-- WHAT TO WORK ON --
Please print every one of the records below word for word, leaving out the pictures.

-- PROVIDED MATERIAL --
====

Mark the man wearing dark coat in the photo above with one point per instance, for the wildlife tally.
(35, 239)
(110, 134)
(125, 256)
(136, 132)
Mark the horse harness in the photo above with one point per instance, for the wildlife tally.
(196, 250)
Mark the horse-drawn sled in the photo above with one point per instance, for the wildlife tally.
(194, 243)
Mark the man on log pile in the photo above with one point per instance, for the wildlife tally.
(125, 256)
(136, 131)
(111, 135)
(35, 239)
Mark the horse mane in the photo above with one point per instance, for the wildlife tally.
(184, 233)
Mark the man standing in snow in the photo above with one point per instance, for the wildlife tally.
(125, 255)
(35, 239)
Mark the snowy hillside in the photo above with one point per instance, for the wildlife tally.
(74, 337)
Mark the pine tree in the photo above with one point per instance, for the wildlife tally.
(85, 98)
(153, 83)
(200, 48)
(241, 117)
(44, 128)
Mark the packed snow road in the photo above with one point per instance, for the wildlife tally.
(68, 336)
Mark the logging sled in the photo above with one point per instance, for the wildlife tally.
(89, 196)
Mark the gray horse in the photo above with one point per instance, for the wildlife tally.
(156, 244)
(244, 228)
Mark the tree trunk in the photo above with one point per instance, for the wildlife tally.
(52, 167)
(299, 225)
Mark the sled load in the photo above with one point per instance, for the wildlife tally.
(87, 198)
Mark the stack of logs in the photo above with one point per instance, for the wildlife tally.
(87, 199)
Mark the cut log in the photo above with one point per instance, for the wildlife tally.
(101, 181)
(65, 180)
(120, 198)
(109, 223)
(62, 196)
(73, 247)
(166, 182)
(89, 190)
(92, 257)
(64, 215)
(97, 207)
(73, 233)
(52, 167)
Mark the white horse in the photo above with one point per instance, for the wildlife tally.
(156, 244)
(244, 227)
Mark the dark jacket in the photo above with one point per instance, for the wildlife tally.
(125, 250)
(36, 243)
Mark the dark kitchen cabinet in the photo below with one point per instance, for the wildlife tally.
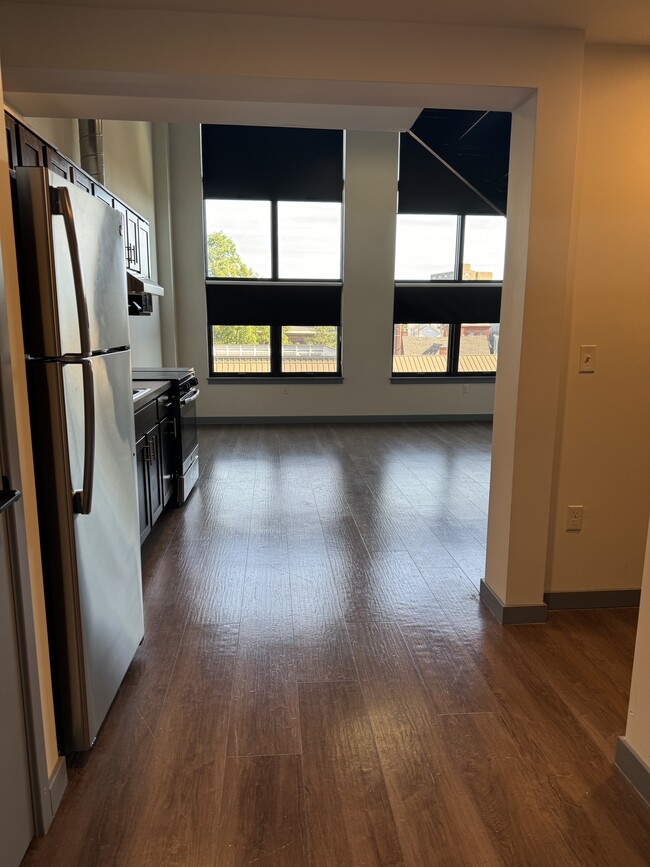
(168, 434)
(26, 148)
(142, 472)
(132, 242)
(155, 447)
(58, 164)
(143, 249)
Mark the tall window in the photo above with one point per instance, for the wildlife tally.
(450, 244)
(273, 242)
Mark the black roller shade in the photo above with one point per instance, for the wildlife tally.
(252, 304)
(449, 304)
(479, 153)
(272, 163)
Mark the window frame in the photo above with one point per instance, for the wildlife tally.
(274, 239)
(298, 165)
(275, 371)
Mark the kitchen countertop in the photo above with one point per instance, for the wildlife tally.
(155, 387)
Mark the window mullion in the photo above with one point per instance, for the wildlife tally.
(453, 347)
(276, 350)
(275, 270)
(460, 243)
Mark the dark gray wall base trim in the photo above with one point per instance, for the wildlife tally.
(58, 784)
(511, 615)
(633, 768)
(593, 599)
(340, 419)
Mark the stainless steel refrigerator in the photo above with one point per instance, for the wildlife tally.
(75, 324)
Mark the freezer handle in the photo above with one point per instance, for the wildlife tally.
(65, 209)
(82, 500)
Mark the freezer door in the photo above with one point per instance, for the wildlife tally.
(62, 226)
(92, 561)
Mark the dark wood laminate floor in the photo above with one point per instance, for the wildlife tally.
(319, 684)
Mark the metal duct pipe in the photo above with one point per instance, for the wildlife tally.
(91, 146)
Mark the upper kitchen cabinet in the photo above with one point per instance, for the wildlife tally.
(143, 249)
(31, 149)
(58, 164)
(82, 180)
(132, 242)
(26, 148)
(136, 235)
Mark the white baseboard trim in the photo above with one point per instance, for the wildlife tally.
(58, 783)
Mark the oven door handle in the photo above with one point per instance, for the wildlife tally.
(190, 397)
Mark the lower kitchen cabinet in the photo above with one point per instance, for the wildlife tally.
(155, 449)
(168, 435)
(149, 464)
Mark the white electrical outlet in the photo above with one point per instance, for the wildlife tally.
(587, 359)
(573, 518)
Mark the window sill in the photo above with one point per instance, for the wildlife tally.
(428, 379)
(274, 380)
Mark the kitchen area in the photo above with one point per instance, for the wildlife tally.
(114, 442)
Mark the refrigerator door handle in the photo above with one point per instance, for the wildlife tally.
(64, 208)
(82, 500)
(8, 498)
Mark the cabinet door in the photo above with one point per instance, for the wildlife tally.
(156, 497)
(168, 442)
(30, 148)
(121, 209)
(142, 473)
(143, 249)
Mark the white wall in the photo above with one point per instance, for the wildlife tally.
(14, 357)
(637, 733)
(603, 459)
(128, 155)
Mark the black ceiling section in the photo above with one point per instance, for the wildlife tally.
(282, 304)
(272, 163)
(476, 144)
(450, 304)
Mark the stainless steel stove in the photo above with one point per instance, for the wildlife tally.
(184, 392)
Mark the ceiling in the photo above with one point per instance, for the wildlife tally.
(604, 21)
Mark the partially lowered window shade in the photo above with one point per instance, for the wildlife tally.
(255, 304)
(452, 304)
(475, 144)
(272, 163)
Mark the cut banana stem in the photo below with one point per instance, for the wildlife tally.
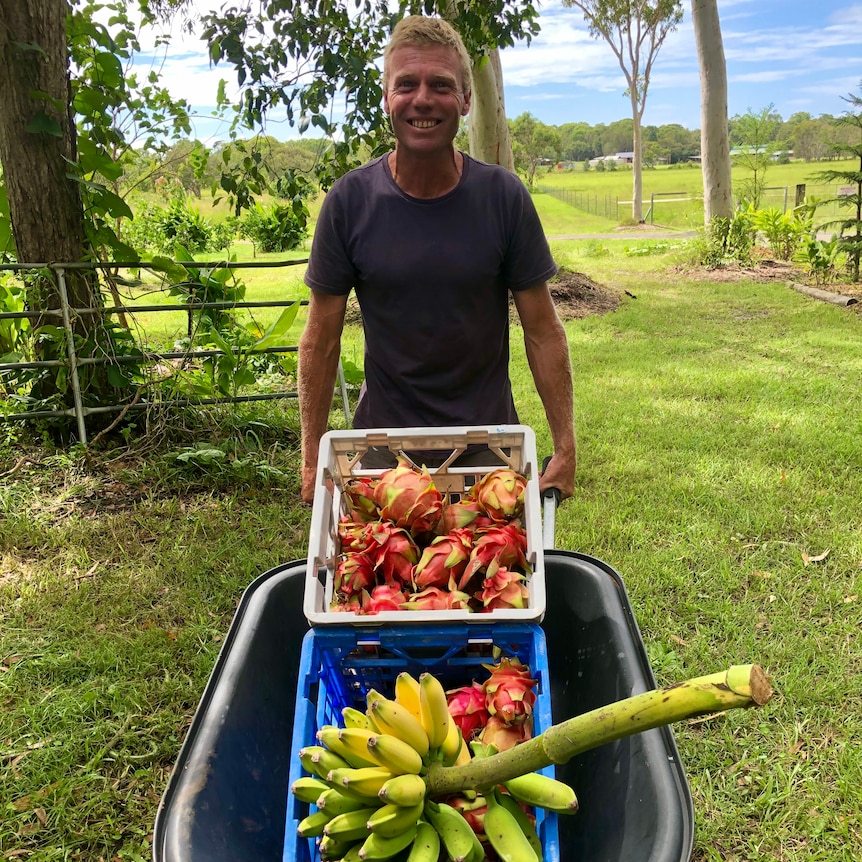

====

-- RESPONSE --
Mark the man wearing dark coat in the photo above with one point per instance, for the wildlife tally.
(35, 239)
(110, 134)
(125, 256)
(136, 132)
Mark the horse harness in the photo above with one point per instance, for the wildlife tally.
(196, 250)
Mark the horse-drawn sled in the photo above with one point per instance, for the wildlife tally.
(194, 243)
Mark the man on log pile in the photo above with one point per instance, for the wildlife tally.
(125, 256)
(136, 131)
(111, 135)
(35, 239)
Mark the horse mane in the photo above with one point per instance, for the wildlife tally.
(184, 233)
Mark the man standing in snow in the photo above with one point per instance, for the wildlife tally.
(125, 255)
(35, 239)
Mark the snowy hillside in the photo above with one point per instance, for the wildlife tally.
(74, 337)
Mark the pine tree in the photo above with one point per instance, for the wildlife tally.
(85, 98)
(153, 83)
(200, 48)
(241, 117)
(44, 128)
Mark the packed snow road in the photo above with one point per instance, for the wildlife tally.
(68, 336)
Mark the logging sled in the photo above with one point per instance, for the wildlife tally.
(89, 196)
Mark the gray horse in the photo above with one point per instance, for the wildlife tally.
(156, 244)
(244, 228)
Mark the tree trunk in the photo above with one point per instance, for the wildlife tally.
(52, 167)
(299, 225)
Mark the sled load in the photo above with one point per instance, for the wildlife tally.
(87, 198)
Mark the stack of logs in the photo above with one point per instance, for the wildlife tally.
(87, 199)
Mark the cut log in the photo above with one point per instance, for the wildlife tally.
(101, 181)
(65, 180)
(120, 198)
(109, 223)
(62, 196)
(73, 247)
(166, 182)
(89, 190)
(92, 257)
(64, 215)
(97, 207)
(73, 233)
(52, 167)
Mark the white horse in the photo above with one point per instance, for the wildlife tally.
(156, 244)
(244, 227)
Mark the dark jacket in the photo above with one point per instance, for the wildlife tally.
(125, 250)
(36, 243)
Mark the dark kitchen cabinet in the photo below with one point per instance, for the wildlife tally.
(168, 434)
(26, 148)
(142, 472)
(132, 242)
(155, 447)
(58, 164)
(143, 249)
Mark the tall window in the photo above with one point per instance, for the wildlife tally.
(450, 244)
(273, 242)
Mark the black roller shade in the photo above with one point per instance, for the wildlife tally.
(252, 304)
(449, 304)
(479, 153)
(272, 163)
Mark the window frame in the photo above with one point per instance, for the wildlife tally.
(274, 239)
(298, 165)
(275, 371)
Mark the kitchen countertop in the photo above with one point per instance, for the wildlife tally.
(155, 387)
Mark the window mullion in the photo above with one point per instance, for the wildlife tally.
(453, 347)
(276, 350)
(275, 270)
(460, 243)
Mark the dark gray wall base trim in the photo above with one point per instance, for the wildlife tally.
(58, 784)
(511, 615)
(633, 768)
(593, 599)
(340, 419)
Mark the stainless steel refrigerator in the photo above with one point per instance, for the wildlife tally.
(75, 324)
Mark the freezer handle in the photo above with one point per instance, for the wildlife tally.
(65, 209)
(82, 500)
Mark the freezer door in the photo above with one point per instance, for the wildlife tally.
(62, 226)
(92, 561)
Mark the dark wood laminate floor in the photo above with one point per instance, for the wildlife tally.
(319, 684)
Mark the metal duct pipe in the photo above with one point per instance, for the wildlife tally.
(91, 146)
Mark the upper kitchen cabinet in the photo above with one point per instance, for the wildlife tally.
(143, 249)
(31, 149)
(58, 164)
(82, 180)
(132, 242)
(26, 148)
(136, 235)
Mark the white baseboard trim in the photo above with one point per instance, for the wildlife tally.
(58, 783)
Mark the oven door handle in the photo above with one point per instance, for the wildlife tally.
(190, 397)
Mark the lower kitchen cabinet in the photo above with one point per instance, for the wildlife tally.
(155, 449)
(168, 435)
(149, 464)
Mark the white electrical outlet in the photo above with one point per instance, for the wildlife tally.
(587, 359)
(573, 518)
Mark the window sill in the photo above with one point per instance, for the wildlife tally.
(428, 379)
(274, 380)
Mark the kitchen area in the photo above with one point per instance, for the wildlife tally.
(114, 442)
Mark the refrigerator door handle in the photo above with one point per instance, for the wildlife tally.
(64, 208)
(82, 500)
(8, 498)
Mark the cabinet door in the photo above with one point per instance, for the wildlife tally.
(156, 497)
(168, 442)
(30, 148)
(121, 209)
(142, 473)
(143, 249)
Mark the white wall in the photo above with one point per instance, for the wildlife tally.
(14, 357)
(637, 733)
(603, 459)
(128, 155)
Mark the black ceiling section in the photo above with one point per instance, for the wildlife tally.
(282, 304)
(272, 163)
(476, 144)
(450, 304)
Mark the stainless steel stove in the photo above with one point per instance, for the wildlife tally.
(184, 392)
Mark the ceiling in the photo above with one point per instance, for the wildlife tally.
(604, 21)
Mark the partially lowered window shade in the photo above with one point per instance, for the wildlife tally.
(255, 304)
(452, 304)
(475, 144)
(272, 163)
Mark the cut banana stem in the photo below with one point per instance, for the wildlife tally.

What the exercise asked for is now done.